- **Stated goal**
Please count the lines in the listing below that contain the string "blue", and give only that number.

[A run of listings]

::::

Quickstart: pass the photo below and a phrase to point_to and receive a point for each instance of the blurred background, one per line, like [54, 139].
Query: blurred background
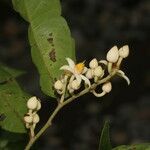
[96, 26]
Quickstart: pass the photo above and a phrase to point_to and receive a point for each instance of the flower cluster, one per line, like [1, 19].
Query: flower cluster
[76, 74]
[32, 118]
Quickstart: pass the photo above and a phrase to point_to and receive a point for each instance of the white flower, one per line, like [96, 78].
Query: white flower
[58, 85]
[38, 105]
[28, 118]
[32, 103]
[75, 85]
[89, 74]
[36, 118]
[124, 51]
[112, 55]
[93, 63]
[77, 70]
[98, 71]
[107, 87]
[122, 74]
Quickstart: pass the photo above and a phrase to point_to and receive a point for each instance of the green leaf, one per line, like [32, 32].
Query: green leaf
[7, 73]
[105, 139]
[12, 107]
[12, 103]
[143, 146]
[49, 37]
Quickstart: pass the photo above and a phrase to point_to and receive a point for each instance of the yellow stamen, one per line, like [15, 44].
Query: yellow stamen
[79, 67]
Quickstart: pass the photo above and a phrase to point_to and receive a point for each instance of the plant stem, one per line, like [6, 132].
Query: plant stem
[61, 105]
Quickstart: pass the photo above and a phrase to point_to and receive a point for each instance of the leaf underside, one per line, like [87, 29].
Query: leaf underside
[49, 37]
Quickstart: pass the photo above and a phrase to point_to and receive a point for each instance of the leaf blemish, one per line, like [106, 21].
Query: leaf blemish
[2, 117]
[52, 55]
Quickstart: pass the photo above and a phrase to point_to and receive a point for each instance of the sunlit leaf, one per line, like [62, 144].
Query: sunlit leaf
[49, 36]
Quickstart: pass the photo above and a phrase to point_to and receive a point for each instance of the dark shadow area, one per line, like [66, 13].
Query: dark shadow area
[96, 26]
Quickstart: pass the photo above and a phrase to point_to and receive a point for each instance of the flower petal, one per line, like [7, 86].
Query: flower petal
[68, 68]
[78, 78]
[103, 62]
[87, 81]
[70, 62]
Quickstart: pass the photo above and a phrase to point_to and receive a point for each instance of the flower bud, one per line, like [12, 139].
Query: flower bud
[75, 85]
[58, 85]
[124, 51]
[98, 71]
[93, 63]
[89, 74]
[36, 118]
[28, 118]
[112, 55]
[38, 105]
[32, 103]
[28, 125]
[107, 87]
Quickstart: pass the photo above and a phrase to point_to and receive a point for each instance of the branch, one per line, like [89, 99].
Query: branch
[63, 103]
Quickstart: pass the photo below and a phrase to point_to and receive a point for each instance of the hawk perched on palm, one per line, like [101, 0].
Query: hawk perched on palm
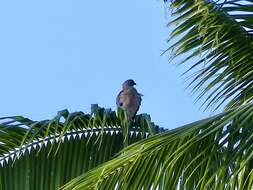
[129, 99]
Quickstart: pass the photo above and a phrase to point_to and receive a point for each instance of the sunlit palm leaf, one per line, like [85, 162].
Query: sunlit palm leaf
[213, 32]
[214, 153]
[47, 154]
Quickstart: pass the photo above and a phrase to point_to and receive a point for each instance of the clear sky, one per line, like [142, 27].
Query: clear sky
[70, 54]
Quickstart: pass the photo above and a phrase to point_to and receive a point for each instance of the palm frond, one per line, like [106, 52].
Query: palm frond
[47, 154]
[216, 34]
[214, 153]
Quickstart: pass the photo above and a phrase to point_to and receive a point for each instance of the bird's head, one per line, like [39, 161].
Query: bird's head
[128, 83]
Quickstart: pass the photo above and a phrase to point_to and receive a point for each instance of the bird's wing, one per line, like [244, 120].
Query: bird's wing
[137, 102]
[119, 102]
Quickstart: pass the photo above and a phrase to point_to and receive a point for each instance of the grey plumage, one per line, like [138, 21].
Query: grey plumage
[129, 99]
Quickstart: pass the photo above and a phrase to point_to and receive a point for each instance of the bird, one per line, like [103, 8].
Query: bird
[129, 99]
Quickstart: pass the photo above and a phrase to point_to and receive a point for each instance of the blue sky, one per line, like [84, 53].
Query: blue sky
[70, 54]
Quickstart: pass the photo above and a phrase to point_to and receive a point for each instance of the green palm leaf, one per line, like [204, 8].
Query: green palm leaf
[218, 35]
[214, 153]
[47, 154]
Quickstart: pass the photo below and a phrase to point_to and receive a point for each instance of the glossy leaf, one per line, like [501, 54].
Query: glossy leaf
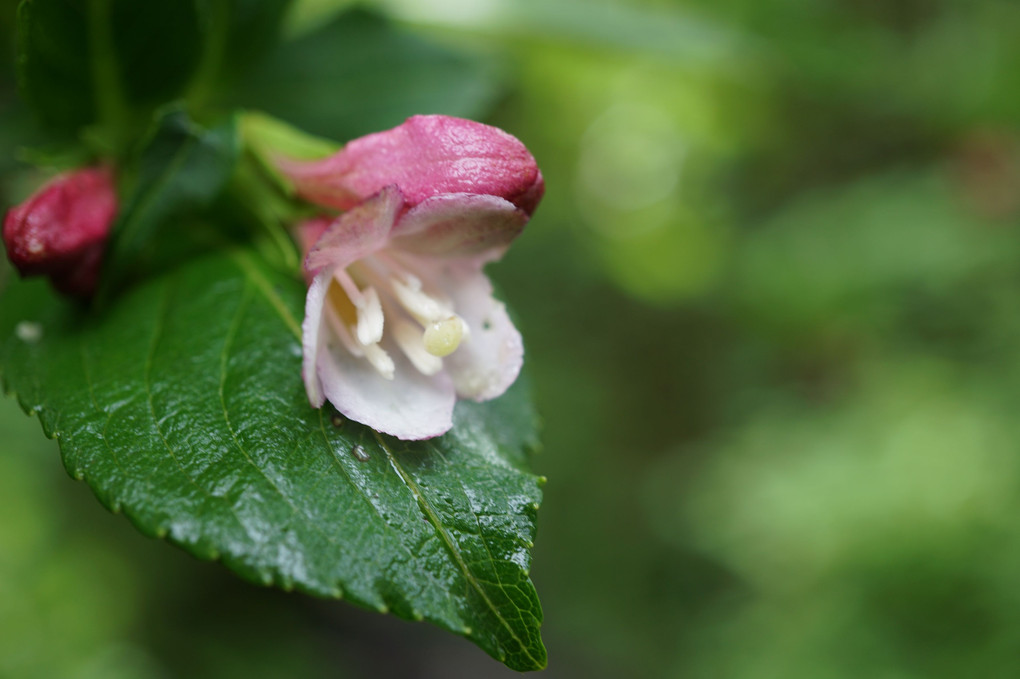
[182, 405]
[359, 74]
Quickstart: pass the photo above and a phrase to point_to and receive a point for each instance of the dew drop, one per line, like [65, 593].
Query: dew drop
[360, 453]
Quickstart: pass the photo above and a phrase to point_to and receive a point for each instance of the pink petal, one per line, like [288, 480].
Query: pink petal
[488, 362]
[410, 406]
[61, 229]
[460, 225]
[357, 232]
[425, 156]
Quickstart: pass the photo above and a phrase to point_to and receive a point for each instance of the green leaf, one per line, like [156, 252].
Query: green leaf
[54, 66]
[359, 74]
[183, 168]
[183, 407]
[157, 45]
[112, 62]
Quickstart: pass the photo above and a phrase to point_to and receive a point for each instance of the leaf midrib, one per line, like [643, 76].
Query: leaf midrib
[451, 545]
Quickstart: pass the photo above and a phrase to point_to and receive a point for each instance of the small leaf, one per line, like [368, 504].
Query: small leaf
[358, 74]
[183, 168]
[54, 64]
[182, 406]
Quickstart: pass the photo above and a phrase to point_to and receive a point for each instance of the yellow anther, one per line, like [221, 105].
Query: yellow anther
[443, 337]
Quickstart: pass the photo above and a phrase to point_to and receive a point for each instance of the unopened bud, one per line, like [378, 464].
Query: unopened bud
[60, 231]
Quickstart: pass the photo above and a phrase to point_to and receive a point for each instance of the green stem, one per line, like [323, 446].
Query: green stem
[110, 102]
[206, 75]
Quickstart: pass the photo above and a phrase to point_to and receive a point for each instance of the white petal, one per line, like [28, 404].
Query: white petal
[313, 335]
[408, 335]
[489, 360]
[411, 406]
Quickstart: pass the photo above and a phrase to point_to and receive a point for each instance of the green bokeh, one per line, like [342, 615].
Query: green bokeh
[770, 308]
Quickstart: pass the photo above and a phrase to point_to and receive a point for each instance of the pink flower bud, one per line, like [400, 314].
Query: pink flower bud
[400, 319]
[60, 230]
[426, 156]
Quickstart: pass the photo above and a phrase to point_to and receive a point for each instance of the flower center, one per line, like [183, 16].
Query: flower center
[377, 294]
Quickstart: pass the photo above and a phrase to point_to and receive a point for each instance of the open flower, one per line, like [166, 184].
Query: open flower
[61, 229]
[400, 319]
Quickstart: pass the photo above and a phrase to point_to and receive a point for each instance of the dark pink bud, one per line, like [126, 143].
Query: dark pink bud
[426, 156]
[60, 231]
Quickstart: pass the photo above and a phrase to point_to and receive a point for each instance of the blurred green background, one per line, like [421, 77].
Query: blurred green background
[771, 311]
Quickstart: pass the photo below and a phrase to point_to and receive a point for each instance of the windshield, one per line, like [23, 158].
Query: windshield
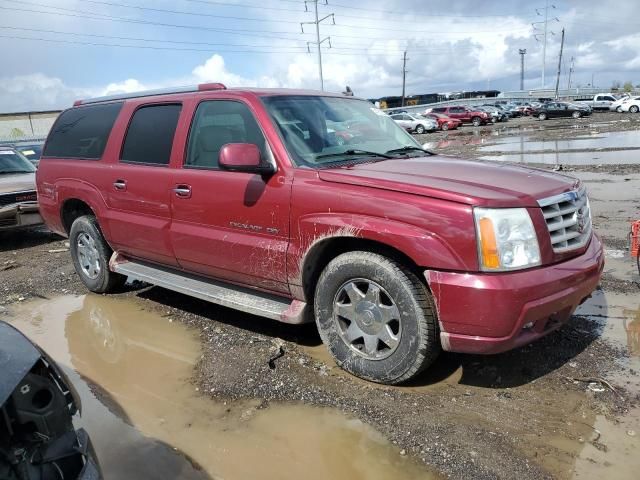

::::

- **Complete answer**
2